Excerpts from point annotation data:

— Begin —

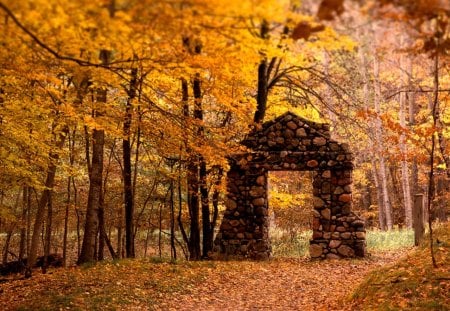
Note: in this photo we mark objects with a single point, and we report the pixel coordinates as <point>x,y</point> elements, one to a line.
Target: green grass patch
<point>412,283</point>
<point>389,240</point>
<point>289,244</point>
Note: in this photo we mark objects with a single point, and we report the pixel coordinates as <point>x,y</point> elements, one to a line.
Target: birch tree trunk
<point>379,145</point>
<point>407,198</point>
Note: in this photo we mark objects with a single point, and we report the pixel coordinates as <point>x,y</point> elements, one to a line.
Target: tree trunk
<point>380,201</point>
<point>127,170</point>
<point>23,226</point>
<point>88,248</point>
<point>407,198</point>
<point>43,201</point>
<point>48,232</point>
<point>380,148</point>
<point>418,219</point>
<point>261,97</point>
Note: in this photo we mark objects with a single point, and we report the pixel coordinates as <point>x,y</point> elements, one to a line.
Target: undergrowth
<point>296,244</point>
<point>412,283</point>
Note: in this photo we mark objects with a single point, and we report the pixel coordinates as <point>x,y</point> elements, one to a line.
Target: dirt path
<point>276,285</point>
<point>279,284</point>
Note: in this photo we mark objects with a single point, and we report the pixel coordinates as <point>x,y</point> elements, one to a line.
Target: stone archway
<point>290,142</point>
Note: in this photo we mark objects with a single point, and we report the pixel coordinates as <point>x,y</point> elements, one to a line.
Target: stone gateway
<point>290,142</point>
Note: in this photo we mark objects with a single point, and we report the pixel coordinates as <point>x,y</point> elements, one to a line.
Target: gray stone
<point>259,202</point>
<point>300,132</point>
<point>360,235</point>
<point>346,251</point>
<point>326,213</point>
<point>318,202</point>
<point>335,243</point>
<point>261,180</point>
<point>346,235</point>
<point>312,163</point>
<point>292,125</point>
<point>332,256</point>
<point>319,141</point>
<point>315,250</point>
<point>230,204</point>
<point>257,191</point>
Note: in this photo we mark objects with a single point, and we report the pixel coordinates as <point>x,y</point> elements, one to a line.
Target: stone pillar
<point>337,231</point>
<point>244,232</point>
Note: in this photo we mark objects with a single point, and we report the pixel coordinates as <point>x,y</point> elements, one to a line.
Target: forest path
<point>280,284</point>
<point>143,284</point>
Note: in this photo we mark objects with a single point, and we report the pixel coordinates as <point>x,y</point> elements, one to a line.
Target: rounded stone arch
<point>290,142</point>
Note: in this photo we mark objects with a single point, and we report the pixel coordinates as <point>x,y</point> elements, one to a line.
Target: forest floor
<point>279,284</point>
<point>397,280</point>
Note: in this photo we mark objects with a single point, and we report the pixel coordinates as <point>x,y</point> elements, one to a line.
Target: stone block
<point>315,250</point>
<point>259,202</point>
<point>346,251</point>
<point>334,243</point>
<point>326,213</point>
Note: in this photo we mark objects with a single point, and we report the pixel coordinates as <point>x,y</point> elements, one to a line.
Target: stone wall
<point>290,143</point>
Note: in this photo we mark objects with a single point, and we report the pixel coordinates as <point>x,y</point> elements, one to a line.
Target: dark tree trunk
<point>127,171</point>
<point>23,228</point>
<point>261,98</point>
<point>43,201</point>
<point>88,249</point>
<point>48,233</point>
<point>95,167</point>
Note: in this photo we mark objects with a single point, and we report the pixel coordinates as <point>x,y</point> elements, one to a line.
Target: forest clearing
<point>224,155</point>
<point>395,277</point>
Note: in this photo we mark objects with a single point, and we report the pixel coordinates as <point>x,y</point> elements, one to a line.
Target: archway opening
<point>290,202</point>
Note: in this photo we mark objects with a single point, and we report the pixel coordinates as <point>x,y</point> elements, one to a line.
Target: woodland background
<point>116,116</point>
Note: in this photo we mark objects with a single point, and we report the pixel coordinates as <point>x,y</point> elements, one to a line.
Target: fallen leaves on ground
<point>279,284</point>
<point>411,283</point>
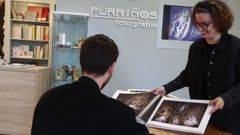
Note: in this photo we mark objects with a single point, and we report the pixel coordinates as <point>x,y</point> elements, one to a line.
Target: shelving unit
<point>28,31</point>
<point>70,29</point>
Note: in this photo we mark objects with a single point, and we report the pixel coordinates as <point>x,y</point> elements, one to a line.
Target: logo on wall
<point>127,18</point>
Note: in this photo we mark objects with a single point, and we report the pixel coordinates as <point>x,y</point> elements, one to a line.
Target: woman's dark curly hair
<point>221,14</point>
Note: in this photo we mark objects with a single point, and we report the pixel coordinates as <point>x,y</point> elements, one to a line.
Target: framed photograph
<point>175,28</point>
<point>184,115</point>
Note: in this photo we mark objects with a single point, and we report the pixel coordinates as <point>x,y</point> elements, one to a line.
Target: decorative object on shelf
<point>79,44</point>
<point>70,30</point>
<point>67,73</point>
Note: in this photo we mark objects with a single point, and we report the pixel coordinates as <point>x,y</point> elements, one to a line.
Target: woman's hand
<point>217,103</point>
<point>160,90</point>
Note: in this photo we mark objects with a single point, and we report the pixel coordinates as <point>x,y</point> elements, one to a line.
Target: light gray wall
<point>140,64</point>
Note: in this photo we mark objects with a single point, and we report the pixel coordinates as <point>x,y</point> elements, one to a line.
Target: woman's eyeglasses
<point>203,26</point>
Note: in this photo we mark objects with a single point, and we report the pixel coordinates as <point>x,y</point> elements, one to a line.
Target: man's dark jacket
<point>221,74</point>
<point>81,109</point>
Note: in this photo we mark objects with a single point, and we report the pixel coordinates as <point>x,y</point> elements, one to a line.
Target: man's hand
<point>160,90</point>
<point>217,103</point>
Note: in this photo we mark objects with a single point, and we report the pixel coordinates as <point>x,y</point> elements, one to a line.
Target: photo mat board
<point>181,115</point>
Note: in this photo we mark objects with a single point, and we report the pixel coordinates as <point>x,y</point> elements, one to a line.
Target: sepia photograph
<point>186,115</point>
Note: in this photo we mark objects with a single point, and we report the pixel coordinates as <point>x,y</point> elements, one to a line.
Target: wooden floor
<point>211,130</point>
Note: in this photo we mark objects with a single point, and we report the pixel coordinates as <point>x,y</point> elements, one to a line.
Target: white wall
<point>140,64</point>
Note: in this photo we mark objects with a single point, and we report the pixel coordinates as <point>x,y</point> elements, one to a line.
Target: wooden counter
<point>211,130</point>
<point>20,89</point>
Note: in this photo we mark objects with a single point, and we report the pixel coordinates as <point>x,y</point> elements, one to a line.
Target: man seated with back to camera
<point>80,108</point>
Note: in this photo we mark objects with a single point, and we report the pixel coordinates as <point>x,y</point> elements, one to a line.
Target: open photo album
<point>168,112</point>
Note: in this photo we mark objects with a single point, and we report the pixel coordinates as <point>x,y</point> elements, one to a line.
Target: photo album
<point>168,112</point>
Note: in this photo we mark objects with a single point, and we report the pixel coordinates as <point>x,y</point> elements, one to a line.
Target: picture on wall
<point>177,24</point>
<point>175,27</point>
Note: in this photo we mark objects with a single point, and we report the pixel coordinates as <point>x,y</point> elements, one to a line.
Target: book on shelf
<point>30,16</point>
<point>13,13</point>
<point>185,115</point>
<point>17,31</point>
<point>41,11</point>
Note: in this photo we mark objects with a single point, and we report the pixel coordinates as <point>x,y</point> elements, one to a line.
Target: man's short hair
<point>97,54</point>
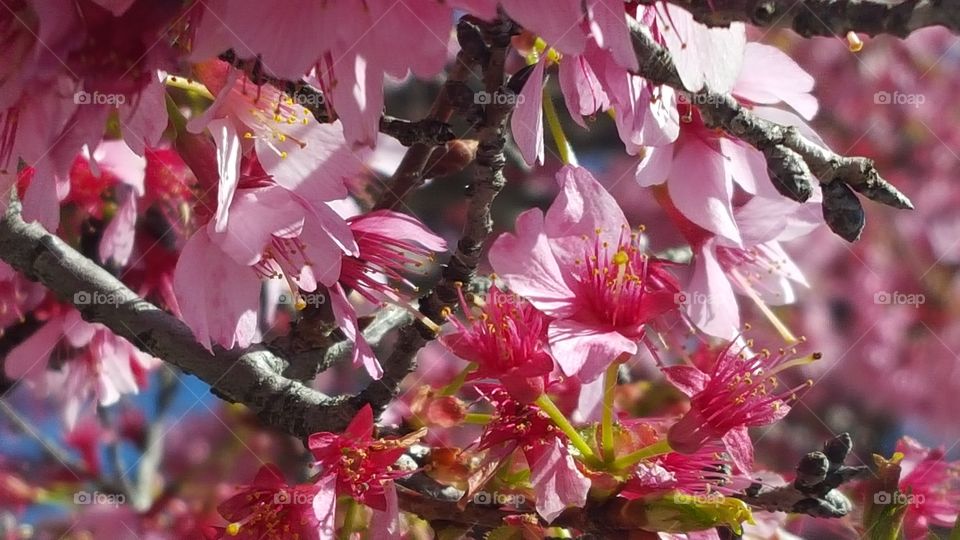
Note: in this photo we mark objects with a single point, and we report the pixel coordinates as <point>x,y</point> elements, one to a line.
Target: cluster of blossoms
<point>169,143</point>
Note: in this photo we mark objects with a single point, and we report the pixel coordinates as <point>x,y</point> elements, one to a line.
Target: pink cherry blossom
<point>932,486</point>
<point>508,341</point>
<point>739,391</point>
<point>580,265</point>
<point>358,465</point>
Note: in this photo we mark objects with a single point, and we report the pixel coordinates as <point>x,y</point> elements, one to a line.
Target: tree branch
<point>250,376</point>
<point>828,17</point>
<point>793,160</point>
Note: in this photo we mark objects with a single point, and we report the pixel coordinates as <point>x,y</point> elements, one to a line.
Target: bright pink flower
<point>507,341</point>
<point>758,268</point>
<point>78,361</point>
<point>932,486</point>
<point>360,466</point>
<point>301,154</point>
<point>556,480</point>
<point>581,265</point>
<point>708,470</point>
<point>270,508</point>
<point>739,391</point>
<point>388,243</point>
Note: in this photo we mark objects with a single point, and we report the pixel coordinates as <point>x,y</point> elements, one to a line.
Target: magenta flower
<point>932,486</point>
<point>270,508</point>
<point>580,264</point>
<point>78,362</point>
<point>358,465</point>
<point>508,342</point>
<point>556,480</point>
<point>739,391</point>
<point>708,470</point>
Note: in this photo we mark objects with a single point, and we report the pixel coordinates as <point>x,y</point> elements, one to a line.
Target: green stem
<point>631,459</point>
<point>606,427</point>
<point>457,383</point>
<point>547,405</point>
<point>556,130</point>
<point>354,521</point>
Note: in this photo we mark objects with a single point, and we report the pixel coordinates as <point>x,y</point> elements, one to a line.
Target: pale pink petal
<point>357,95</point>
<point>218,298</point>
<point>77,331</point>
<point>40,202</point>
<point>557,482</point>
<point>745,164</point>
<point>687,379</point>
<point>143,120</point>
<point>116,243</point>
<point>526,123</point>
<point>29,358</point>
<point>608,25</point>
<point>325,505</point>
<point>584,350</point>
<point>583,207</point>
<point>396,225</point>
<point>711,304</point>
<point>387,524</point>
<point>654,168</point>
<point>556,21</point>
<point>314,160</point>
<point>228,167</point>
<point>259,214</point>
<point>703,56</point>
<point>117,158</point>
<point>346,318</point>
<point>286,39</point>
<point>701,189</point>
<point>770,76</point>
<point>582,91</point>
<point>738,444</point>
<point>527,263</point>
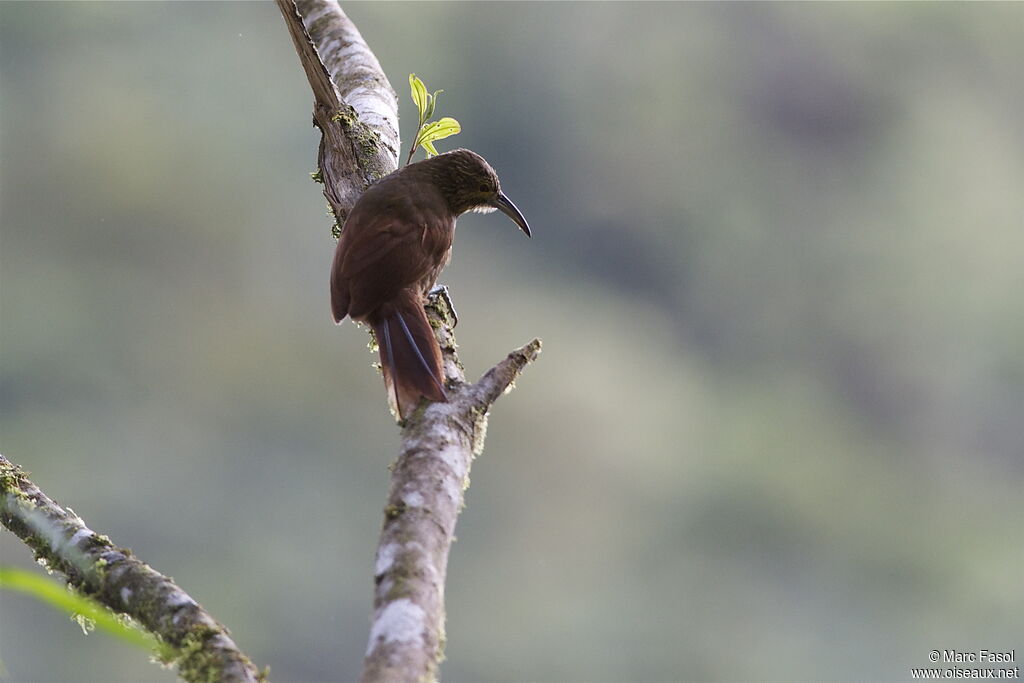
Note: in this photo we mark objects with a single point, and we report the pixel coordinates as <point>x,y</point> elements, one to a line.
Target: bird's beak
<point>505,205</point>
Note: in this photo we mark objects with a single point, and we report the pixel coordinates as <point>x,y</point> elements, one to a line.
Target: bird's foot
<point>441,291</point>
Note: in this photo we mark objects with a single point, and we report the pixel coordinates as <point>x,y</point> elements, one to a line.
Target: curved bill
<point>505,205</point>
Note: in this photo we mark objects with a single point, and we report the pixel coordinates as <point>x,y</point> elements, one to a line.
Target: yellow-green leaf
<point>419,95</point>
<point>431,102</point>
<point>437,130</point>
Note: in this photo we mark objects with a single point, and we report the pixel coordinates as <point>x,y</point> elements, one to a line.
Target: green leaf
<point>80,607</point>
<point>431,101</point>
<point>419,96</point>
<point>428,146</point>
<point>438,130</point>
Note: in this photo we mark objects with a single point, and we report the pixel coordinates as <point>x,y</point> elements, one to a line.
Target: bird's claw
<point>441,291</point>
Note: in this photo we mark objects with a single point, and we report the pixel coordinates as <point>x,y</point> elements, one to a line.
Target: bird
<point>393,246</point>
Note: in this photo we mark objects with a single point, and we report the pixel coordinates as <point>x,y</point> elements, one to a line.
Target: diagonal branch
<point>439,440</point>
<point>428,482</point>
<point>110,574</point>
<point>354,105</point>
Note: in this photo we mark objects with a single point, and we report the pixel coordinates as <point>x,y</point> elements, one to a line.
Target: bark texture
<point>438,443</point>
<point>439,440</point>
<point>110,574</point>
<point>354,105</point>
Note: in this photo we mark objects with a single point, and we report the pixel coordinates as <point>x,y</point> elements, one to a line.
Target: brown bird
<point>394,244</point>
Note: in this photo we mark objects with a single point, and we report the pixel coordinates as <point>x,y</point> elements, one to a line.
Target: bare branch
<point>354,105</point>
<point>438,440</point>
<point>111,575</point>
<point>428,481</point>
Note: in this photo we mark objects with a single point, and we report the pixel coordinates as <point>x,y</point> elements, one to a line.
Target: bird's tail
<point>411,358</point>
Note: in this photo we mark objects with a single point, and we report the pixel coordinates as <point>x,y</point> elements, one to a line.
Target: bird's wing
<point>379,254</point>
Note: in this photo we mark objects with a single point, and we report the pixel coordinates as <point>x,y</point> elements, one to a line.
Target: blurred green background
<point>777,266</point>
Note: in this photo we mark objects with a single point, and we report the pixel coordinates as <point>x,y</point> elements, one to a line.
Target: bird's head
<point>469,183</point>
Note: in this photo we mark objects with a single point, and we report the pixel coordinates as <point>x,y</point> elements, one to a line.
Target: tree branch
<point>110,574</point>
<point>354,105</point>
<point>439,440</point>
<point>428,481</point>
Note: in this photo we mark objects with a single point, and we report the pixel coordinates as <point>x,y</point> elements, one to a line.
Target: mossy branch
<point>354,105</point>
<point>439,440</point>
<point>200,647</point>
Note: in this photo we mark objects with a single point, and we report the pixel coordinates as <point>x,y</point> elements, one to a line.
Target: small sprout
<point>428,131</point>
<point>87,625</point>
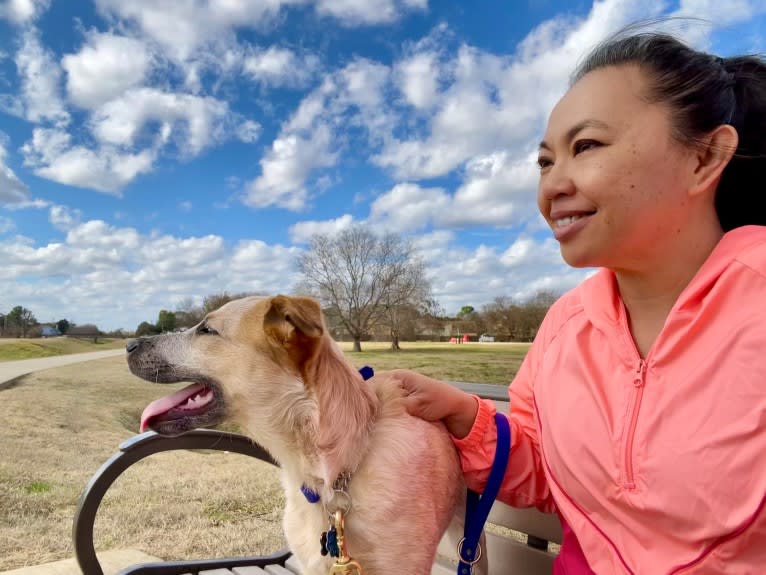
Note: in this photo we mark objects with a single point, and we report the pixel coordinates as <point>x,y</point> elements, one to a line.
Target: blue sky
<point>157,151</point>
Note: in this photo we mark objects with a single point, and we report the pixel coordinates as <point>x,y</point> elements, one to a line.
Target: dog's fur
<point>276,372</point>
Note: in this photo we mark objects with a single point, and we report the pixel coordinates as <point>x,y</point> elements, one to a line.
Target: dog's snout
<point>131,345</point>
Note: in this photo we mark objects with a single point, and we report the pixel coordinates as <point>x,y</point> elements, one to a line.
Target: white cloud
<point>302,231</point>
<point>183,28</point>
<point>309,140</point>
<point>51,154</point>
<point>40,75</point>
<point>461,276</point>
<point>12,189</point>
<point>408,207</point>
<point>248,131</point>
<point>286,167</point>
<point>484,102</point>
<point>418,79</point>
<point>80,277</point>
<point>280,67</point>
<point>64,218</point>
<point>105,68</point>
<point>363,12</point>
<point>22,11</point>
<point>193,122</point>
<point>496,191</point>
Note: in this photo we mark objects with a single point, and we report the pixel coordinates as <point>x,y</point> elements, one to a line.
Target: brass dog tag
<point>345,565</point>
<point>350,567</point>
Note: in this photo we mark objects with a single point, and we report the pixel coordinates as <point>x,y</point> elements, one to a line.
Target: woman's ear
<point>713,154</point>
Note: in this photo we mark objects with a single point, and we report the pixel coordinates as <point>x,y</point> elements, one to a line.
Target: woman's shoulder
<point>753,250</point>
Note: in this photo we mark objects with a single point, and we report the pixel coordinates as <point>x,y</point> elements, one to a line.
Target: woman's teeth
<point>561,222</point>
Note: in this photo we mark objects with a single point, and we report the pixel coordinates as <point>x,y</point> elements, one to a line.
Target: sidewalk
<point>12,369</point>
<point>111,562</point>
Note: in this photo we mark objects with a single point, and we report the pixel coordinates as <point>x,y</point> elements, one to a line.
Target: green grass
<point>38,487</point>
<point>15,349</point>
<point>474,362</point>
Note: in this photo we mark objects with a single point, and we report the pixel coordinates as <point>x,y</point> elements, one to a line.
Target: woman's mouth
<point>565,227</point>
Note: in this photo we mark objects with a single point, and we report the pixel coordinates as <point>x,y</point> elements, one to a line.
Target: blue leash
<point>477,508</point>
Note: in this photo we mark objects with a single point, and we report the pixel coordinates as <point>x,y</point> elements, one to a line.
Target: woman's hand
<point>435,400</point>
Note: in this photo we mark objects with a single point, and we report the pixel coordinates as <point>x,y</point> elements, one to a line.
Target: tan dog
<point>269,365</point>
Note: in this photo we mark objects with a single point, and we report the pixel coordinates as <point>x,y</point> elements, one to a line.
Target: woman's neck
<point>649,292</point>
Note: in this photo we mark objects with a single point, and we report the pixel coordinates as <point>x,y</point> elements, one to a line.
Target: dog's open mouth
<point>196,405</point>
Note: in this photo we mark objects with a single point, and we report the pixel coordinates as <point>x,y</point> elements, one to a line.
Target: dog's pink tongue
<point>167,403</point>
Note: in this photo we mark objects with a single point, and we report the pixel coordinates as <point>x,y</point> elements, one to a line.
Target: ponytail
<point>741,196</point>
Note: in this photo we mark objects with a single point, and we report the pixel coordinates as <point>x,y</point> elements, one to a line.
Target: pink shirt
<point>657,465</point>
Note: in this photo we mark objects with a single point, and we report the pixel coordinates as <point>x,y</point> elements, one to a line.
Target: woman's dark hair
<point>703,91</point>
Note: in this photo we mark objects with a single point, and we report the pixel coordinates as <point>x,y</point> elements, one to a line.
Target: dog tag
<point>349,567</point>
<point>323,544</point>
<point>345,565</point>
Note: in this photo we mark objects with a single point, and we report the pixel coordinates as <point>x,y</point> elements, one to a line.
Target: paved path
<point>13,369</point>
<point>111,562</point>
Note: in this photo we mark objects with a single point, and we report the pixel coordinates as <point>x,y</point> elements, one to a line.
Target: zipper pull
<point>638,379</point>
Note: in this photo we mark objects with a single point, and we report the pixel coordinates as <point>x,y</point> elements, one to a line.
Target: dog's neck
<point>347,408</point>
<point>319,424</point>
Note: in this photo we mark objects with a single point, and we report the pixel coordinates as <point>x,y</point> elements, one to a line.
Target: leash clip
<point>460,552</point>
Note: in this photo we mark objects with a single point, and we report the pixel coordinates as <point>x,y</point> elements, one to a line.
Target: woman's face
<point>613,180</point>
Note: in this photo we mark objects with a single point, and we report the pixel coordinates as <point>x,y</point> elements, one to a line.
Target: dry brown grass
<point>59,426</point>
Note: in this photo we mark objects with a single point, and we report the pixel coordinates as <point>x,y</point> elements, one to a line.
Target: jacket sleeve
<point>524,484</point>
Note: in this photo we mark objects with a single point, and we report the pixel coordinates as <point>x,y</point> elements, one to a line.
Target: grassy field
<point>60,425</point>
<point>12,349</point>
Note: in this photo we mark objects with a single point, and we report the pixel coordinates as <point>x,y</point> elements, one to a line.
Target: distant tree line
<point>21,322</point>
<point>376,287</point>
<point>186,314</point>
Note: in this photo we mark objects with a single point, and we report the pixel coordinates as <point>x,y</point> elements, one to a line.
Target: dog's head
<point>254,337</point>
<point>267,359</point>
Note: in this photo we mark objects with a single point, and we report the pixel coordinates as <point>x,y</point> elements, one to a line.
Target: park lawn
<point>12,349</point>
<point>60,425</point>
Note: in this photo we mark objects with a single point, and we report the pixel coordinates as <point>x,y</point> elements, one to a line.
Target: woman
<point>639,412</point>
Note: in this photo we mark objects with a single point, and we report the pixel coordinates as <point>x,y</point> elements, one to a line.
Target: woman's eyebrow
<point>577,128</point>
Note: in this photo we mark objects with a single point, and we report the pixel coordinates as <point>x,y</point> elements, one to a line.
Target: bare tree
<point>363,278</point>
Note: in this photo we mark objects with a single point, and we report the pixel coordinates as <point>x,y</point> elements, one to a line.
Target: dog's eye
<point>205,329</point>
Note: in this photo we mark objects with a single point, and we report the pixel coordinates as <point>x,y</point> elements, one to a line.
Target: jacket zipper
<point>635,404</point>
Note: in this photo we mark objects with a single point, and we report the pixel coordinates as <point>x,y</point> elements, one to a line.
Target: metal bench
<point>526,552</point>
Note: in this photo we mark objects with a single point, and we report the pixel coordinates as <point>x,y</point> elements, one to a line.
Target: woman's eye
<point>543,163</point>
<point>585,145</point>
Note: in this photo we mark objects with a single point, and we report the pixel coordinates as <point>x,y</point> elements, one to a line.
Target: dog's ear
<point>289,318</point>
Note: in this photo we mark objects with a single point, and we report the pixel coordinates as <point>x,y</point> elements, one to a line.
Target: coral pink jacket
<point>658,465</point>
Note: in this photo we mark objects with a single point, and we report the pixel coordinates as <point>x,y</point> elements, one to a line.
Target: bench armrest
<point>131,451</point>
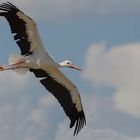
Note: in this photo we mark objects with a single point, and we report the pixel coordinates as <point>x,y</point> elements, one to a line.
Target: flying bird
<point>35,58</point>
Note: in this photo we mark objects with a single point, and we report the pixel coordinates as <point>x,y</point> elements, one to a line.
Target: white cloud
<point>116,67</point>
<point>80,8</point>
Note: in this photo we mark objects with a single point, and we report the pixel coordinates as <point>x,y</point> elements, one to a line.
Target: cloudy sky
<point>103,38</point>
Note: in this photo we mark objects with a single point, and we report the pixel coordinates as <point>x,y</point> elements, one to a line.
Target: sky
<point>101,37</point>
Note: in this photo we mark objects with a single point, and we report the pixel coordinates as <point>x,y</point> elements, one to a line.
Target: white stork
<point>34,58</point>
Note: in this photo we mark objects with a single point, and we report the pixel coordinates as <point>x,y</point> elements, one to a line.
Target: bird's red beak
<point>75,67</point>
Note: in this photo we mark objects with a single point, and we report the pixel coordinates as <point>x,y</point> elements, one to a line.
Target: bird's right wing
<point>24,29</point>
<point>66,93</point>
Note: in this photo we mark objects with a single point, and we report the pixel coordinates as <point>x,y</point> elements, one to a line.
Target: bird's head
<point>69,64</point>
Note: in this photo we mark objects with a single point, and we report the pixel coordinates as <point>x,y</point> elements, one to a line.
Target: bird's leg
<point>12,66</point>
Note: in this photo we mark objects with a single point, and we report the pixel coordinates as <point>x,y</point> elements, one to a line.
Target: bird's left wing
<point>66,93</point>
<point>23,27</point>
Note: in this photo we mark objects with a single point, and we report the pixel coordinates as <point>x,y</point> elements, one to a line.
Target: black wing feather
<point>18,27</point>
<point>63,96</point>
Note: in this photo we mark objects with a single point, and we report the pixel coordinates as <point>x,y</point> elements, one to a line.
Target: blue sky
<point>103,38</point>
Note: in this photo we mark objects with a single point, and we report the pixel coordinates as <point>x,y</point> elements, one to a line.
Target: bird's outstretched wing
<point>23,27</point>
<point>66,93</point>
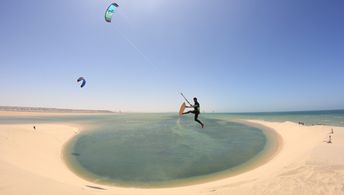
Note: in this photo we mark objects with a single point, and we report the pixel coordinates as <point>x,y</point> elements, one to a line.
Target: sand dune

— End —

[Stated goal]: Copy out the items word for word from their start through the line containing "<point>261,97</point>", omitting the pictures.

[Solution]:
Note: in this photo we mark objects with a single point, and we report the pixel coordinates as <point>x,y</point> elements, one to a line.
Target: green grass patch
<point>412,283</point>
<point>389,240</point>
<point>289,244</point>
Note: in this photo we mark objects with a single point, and we report the pixel coordinates as <point>x,y</point> elements, one to a line.
Target: birch tree trunk
<point>379,145</point>
<point>407,198</point>
Note: in this photo we mark objects with a single point, and we report the pixel coordinates as <point>x,y</point> elements, one to a line.
Target: tree trunk
<point>380,201</point>
<point>127,170</point>
<point>23,226</point>
<point>88,248</point>
<point>407,198</point>
<point>43,201</point>
<point>48,232</point>
<point>380,148</point>
<point>418,219</point>
<point>261,97</point>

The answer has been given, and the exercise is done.